(KUTIPAN TERPILIH):
-- -- --
Pandemi memang memberikan efek yangsangat buruk bagi dunia, khususnya di Amerika Serikat. Awal bulai Mei, ketika pengunjuk rasa yang bersenjata menyerang gedung negara Michigan menuntut agar Gubernur Gretchen Whitmer mengangkat langkah-langkah mitigasi virus Corona.
Saat itu, Trump justru mendukung tindakan pendemo dan mengkritik Gubernur Michigan karena gagal dalam merespon kekecewaan masyarakat.
Perseteruan Twitter dan Trump menunjukkan bahwa belum adanya standar kebenaran dalam menyelamatkan jiwa manusia yang sedang terancam di seluruh dunia. Masing-masing pihak terlalu egoistis dan bertindak seolah-olah penentu tunggal kebenaran sebuah pernyataan.
Lebih penting dari itu adalah bekerja sama untuk memulihkan situasi dan mencoba mendengarkan keluh kesah masyarakat yang menjadi korban terparah di tengah situasi pandemi yang semakin mengkhawatirkan.
Di kesempatan lain CEO Twitter Jack Dorsey akan terus berjuang menunjukkan informasi yang salah. Ia menambahkan, tanpa ada maksud sebagai wasit kebenaran mutlak, Twitter akan terus menghubungkan titik-titik pernyataan yang bertentangan dan menujukkan informasi dalam perselisihan sehingga orang dapat menilai sendiri.
-- -- --
(YANG DIPERLUKAN): Lanjutkan kutipan tentang perseteruan Twitter dan Trump di atas, mulai dari sesudah kalimat terakhirnya. Baris-baris berikut tidak diperlukan untuk mengerjakan apa pun.

(BARIS TERSEDIA):
-- -- --
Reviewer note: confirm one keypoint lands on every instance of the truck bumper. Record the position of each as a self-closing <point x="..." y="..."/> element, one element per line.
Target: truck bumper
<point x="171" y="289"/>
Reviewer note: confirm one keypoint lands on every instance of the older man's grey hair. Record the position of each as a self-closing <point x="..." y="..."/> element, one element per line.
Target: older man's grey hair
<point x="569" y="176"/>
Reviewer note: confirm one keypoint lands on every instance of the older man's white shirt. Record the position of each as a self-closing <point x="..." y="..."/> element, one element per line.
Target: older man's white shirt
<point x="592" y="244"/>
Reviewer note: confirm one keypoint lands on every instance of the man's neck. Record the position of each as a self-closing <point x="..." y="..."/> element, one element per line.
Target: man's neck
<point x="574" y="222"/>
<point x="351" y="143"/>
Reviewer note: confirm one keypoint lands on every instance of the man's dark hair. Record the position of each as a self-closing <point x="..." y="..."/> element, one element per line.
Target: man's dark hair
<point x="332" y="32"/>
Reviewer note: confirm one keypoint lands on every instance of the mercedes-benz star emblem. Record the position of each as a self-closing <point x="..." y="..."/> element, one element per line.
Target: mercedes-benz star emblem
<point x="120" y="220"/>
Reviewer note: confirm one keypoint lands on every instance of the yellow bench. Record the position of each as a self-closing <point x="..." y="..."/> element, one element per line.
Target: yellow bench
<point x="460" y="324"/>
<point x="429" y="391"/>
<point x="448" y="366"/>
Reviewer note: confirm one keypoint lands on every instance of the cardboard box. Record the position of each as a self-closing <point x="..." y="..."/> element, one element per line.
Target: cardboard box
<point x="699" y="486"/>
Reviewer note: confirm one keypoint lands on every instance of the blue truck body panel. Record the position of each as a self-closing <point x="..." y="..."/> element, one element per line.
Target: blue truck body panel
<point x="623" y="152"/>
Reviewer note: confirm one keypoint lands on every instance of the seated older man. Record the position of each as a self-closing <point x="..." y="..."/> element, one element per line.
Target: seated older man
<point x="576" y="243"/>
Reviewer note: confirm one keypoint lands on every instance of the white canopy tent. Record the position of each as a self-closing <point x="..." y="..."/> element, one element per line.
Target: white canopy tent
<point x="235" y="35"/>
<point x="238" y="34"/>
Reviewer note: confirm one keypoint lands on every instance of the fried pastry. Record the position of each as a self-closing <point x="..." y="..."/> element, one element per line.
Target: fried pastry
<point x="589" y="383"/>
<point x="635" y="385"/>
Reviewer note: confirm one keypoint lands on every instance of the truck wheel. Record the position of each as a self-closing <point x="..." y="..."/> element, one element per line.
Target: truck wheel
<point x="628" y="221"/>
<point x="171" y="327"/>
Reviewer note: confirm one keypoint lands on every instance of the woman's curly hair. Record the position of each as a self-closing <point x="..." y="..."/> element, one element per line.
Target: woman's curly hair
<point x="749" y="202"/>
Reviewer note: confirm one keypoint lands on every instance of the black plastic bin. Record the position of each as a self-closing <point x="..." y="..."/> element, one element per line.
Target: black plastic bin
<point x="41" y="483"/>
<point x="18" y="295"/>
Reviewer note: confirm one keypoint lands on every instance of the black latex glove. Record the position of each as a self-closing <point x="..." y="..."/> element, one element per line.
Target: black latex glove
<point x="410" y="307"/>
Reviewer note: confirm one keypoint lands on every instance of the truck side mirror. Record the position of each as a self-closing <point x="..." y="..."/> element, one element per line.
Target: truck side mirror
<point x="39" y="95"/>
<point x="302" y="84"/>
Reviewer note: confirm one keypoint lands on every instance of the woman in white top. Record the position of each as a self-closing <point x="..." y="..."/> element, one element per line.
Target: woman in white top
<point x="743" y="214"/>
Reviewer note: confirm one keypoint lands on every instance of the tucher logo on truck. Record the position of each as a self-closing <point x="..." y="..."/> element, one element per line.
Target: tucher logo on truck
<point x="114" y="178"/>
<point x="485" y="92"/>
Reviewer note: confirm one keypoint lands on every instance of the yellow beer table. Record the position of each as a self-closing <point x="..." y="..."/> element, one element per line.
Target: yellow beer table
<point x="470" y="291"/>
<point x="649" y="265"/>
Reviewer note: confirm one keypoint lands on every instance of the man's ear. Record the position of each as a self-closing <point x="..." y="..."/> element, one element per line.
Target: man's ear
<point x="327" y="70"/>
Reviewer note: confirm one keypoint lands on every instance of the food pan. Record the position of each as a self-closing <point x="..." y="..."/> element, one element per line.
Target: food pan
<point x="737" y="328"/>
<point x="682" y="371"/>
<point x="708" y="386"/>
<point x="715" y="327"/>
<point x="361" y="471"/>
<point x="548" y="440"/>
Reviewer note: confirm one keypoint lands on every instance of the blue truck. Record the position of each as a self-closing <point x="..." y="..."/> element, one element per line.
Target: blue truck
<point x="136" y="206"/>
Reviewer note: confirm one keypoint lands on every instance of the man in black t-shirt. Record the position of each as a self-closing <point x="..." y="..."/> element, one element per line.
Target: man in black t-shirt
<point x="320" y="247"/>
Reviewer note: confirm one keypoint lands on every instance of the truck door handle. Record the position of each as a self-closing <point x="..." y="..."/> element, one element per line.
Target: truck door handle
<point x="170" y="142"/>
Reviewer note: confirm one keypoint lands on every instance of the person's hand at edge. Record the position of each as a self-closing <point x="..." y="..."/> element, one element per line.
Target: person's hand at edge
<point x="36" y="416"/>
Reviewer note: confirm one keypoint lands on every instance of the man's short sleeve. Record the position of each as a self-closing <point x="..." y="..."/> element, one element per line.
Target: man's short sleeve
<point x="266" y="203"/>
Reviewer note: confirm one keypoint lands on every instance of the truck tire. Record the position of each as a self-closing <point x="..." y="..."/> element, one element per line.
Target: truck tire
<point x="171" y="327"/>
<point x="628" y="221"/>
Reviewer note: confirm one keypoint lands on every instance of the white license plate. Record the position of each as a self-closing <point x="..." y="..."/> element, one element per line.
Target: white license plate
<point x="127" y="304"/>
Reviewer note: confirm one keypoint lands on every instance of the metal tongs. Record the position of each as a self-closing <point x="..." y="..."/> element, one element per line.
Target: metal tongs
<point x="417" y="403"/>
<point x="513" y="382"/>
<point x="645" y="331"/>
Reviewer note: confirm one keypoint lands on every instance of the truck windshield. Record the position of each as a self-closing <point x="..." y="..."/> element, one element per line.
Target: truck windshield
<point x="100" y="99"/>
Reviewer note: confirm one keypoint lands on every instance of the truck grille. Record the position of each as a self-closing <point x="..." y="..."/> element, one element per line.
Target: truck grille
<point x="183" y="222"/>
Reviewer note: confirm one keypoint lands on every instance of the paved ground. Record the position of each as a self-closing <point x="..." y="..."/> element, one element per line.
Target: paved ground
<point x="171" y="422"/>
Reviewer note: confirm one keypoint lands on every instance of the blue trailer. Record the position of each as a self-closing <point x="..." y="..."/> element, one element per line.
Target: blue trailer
-- -- --
(HASIL LATIHAN):
Tanggal 29 Mei, Trump kembali menyindir Twitter yang tak berbuat apa-apa tentang kebohongan dan propaganda yang ditengarai oleh China. Menurutnya yang menjadi target Twitter hanya Republicans, Conservatives dan Presiden Amerika Serikat. Sangat terlihat perang pernyataan antara Trump dan Twitter membela posisi masing-masing.
Setelah lama diam, mantan Presiden AS menanggapi polemik Trump dan Twitter terkai kematian Floyd. Ia mengatakan wajar jika semua orang berharap dapat kembali hidup normal ketika pandemi dan krisis ekonomi melanda dan membuat kehidupan kita semua hancur. Tetapi, jutaan orang orang Amerika diperlakukan secara berbeda dan sangat menyakitkan. Mulai dari kasus peradilan pidana di pengadilan atau hanya masalah-masalah sepele lainnya.
Trump dan Twitter seharusnya menjadi perantara ketenangan dan kebaikan di saat semua masyarakat kebingungan menghadapi pandemi. Trump menjadi contoh bagi setiap pemimpin bahwa satu kalimat yang dipublikasi tanpa pertimbangan kemanusiaan yang matang dapat berakibat fatal bagi kehidupan rakyat. Hendaknya jangan asal melontarkan pernyataan-pernyataan yang menyesatkan yang dapat digunakan untuk merugikan dan mengucilkan golongan tertentu.
Media sosial juga seharusnya digunakan sepenuhnya untuk menegakkan prinsip-prinsip kemanusiaan serta menegakkan keadilan yang seadil-adilnya bagi kehidupan setelah pandemi yang lebih baik. Semoga Indonesia dapat mengambil pelajaran.